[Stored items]
-- -- --

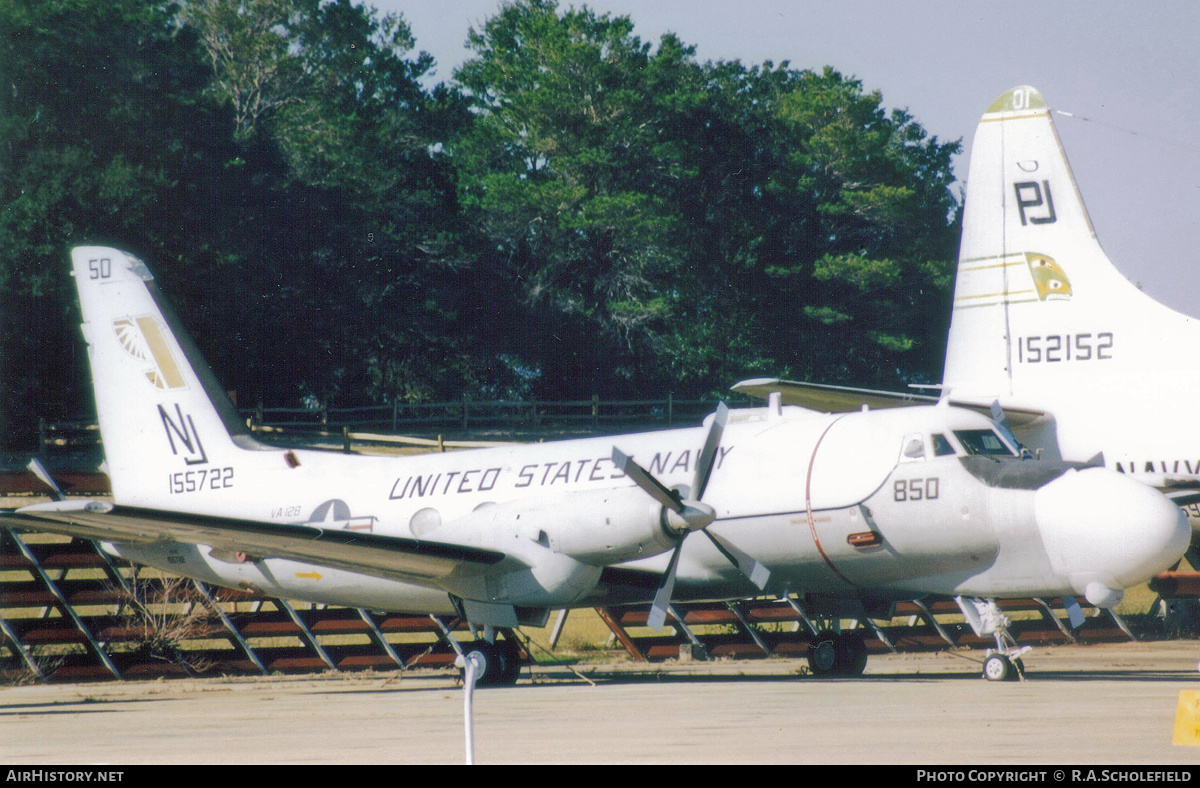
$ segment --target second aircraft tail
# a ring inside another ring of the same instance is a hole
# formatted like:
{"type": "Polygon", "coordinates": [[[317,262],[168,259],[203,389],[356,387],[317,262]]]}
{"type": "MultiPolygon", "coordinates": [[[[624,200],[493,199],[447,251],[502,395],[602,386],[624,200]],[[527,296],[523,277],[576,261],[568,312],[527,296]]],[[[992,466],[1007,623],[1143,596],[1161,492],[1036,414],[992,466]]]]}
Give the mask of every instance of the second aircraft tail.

-- -- --

» Your objective
Take every line from the records that holds "tail" and copy it down.

» Reply
$ segment --target second aircraft tail
Give the mask of every instance of the second aircraft tail.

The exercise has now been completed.